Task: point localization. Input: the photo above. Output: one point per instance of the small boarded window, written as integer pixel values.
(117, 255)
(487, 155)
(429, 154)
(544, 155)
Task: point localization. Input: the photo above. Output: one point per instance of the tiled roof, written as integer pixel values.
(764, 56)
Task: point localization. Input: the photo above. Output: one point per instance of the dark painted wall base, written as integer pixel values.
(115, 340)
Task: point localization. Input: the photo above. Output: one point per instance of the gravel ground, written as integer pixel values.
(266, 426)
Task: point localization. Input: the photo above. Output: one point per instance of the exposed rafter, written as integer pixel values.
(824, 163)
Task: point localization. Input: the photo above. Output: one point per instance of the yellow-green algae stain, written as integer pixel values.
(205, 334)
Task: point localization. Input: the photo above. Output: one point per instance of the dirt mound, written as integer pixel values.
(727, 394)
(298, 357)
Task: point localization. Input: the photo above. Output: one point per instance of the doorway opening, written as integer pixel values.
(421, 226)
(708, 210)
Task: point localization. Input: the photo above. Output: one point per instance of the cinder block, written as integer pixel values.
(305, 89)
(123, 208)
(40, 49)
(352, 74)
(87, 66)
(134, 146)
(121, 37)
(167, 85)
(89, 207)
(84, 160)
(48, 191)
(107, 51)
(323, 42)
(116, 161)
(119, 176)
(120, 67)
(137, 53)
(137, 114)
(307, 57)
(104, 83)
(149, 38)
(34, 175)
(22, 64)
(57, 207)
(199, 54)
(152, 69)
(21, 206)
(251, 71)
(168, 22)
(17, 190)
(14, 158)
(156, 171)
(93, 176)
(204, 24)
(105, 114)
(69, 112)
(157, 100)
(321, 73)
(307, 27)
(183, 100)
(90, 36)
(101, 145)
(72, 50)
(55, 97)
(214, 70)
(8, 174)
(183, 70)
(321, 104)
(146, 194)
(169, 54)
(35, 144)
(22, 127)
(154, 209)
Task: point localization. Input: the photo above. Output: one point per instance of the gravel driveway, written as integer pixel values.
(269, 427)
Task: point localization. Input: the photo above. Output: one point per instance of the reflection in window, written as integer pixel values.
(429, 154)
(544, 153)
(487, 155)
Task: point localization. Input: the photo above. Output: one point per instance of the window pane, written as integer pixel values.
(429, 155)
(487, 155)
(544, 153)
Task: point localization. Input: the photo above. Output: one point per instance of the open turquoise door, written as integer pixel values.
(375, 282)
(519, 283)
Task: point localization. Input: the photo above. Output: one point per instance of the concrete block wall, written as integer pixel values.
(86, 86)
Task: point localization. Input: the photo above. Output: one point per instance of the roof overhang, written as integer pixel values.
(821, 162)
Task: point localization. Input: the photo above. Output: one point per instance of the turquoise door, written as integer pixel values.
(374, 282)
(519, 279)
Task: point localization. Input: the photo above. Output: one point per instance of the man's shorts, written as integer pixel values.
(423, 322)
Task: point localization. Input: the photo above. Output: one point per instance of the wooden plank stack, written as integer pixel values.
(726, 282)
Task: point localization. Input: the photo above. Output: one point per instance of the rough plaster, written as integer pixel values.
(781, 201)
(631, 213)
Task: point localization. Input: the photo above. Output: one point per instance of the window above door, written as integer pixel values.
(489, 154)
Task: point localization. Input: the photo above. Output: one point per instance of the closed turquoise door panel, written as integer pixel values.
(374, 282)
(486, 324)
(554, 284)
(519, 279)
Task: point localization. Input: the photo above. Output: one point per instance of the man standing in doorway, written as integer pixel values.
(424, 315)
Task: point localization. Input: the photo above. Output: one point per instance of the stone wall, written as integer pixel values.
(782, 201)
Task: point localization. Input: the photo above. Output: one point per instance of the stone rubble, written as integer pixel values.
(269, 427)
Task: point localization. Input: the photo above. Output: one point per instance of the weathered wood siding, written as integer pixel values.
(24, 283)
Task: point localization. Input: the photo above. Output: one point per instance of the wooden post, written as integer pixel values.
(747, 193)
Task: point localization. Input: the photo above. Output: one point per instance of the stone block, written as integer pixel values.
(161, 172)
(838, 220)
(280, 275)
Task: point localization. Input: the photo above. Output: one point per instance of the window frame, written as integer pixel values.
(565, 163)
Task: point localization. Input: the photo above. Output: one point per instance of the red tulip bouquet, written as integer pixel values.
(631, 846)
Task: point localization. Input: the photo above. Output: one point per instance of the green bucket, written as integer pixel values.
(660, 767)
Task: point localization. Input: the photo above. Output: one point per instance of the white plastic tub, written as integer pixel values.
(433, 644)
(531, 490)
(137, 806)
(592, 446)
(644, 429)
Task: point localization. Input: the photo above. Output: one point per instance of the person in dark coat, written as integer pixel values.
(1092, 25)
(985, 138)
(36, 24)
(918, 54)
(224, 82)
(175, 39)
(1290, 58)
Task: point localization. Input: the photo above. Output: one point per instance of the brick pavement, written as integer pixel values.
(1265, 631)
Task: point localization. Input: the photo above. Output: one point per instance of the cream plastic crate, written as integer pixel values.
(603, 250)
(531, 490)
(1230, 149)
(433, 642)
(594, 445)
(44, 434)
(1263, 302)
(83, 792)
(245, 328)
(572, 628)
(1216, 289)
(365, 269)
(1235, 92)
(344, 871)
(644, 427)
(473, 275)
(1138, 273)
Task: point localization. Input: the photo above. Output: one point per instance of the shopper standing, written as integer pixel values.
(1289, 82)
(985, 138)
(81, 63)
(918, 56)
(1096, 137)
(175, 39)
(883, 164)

## TASK DETAILS
Start to finish, restate the records above word for word.

## ANSWER FOR THE TASK
Task: point localization. Input: the photo above. Output: one point per instance of the small boarded window, written as integer pixel values.
(117, 255)
(487, 155)
(429, 154)
(544, 155)
Task: point localization. Input: the photo above. Output: one point per instance of the tiled roof, written as integer pixel values.
(764, 56)
Task: point localization. Input: the photo above. Output: one point per instance of the dark painted wall base, written as integer pixel values.
(115, 340)
Task: point localization. Input: the photo above. Output: one point per instance of the gravel ground, written as integer pixel values.
(266, 426)
Task: point localization. Input: the photo above. Output: one point per instance of the exposed rafter, written as integer pixel values.
(824, 163)
Task: point localization. Input: the photo above. Output: one point per instance of the yellow-green algae stain, written as integer pixel values.
(205, 334)
Task: point localization. Input: the photo above. Output: one point per instance of the dirt mound, written as integer pixel values.
(727, 394)
(298, 357)
Task: point localization. Input: the photo above. Output: one point per instance of the doorway opening, written as integer pixel values.
(421, 226)
(708, 210)
Task: point localization. Input: the photo above. Output: one point per instance of the cinder block, written as integer pixel values.
(305, 89)
(123, 208)
(40, 49)
(352, 74)
(87, 66)
(134, 146)
(121, 37)
(167, 85)
(89, 207)
(84, 160)
(48, 191)
(107, 51)
(323, 42)
(116, 161)
(119, 176)
(120, 67)
(137, 53)
(137, 114)
(307, 57)
(104, 83)
(149, 38)
(34, 175)
(22, 64)
(57, 207)
(199, 54)
(152, 69)
(21, 206)
(251, 71)
(168, 22)
(17, 190)
(14, 158)
(156, 171)
(93, 176)
(204, 24)
(105, 114)
(69, 112)
(157, 100)
(321, 73)
(307, 27)
(183, 100)
(90, 36)
(101, 145)
(72, 50)
(55, 97)
(214, 70)
(8, 174)
(183, 70)
(321, 104)
(146, 194)
(169, 54)
(35, 144)
(22, 127)
(154, 209)
Task: point localization. Input: the photo above. Output: one point per instance of the gravel driveway, written as integer pixel values.
(269, 427)
Task: point localization. Input: the photo above. Output: one point per instance of the reflection in window, written as integer pixel values.
(429, 154)
(544, 153)
(487, 155)
Task: point localization. Input: the photo above. Output: one point per instance of the window pane, written as integer pixel values.
(429, 155)
(487, 155)
(544, 153)
Task: point localization. Input: the photo above. Output: one point per instance of the open turquoise door, written as integer pixel values.
(375, 282)
(519, 283)
Task: point localization. Input: the photo above. Output: one point per instance of the concrete block wall, written as integer pixel values.
(86, 86)
Task: point localization. Input: the photo above. Output: one point per instance of the roof overhang, written as integer pixel values.
(821, 162)
Task: point localization. Input: the photo above. Output: one point per instance of the turquoise door, written as integer pixel values.
(374, 282)
(519, 279)
Task: point localization. Input: the photo above. Output: one point per instance of the man's shorts, written as integer pixel values.
(423, 322)
Task: point localization. Input: the photo above. Output: one point per instance of the wooden plank stack, written as integer pixel values.
(726, 282)
Task: point localization. Input: the photo above. Output: one point per instance of the rough plaster, written as integer pixel values.
(781, 201)
(631, 213)
Task: point localization. Input: the photo above. Output: one point per instance of the window above door, written as integer pixel values.
(489, 154)
Task: point localization. Input: the photo above. Output: one point per instance of the closed turquoise door panel, written as integer pixel values.
(374, 282)
(486, 324)
(554, 284)
(519, 279)
Task: point localization. Input: the photo above. Output: one point per instance of the man standing in doorway, written as integer pixel values.
(424, 315)
Task: point localization. Input: the photo above. Output: one point per instance of the stone wall, written as integer pixel values.
(782, 201)
Task: point localization. Input: the photo above. Output: one point per instance of the stone rubble, written as integer pixel values.
(269, 427)
Task: point localization. Input: the photo above. Output: one point per instance of the weathered wood siding, written as integer pixel values.
(24, 283)
Task: point localization. Input: the photo above. Output: one point per instance of the wooden post, written as integer pixel values.
(747, 193)
Task: point localization. Input: the photo above. Output: one point per instance of the stone block, written as integer pixel values.
(161, 172)
(838, 220)
(280, 275)
Task: point localization. Input: the photo above. Output: one point per instance of the window frame, written as integer pixel values.
(565, 163)
Task: point localization. Input: the photo above. Output: one point per instance of the red tulip bouquet, written as integer pixel values.
(631, 846)
Task: point localization. Input: the photo above. Output: one point per instance of the green bucket, written as integer pixel values.
(660, 767)
Task: point localization. Input: the photo above. Output: one point per instance of the white plastic tub, written as integer pixel values.
(433, 644)
(531, 490)
(137, 806)
(592, 446)
(644, 429)
Task: point localization. Input: the photo above. Output: one point per instance of the person in dark coat, written as integer pixel values.
(1092, 25)
(985, 138)
(36, 24)
(918, 54)
(224, 82)
(175, 39)
(1290, 58)
Task: point localization. Input: the photo above. Output: one point per instance of the brick pavement, written as integer pixel values.
(1265, 631)
Task: point localization. Input: the photo above. Output: one point per instance of the cream plastic crate, written as integer pixel values.
(603, 250)
(531, 490)
(1230, 149)
(433, 642)
(594, 445)
(44, 434)
(1263, 302)
(83, 792)
(245, 328)
(572, 628)
(1216, 289)
(365, 269)
(1235, 92)
(344, 871)
(644, 427)
(473, 275)
(1138, 273)
Task: point localization. Input: the photo above. Output: one point per instance of the shopper standing, written as integer pixel values.
(1289, 82)
(985, 138)
(81, 63)
(918, 56)
(1096, 137)
(175, 39)
(883, 164)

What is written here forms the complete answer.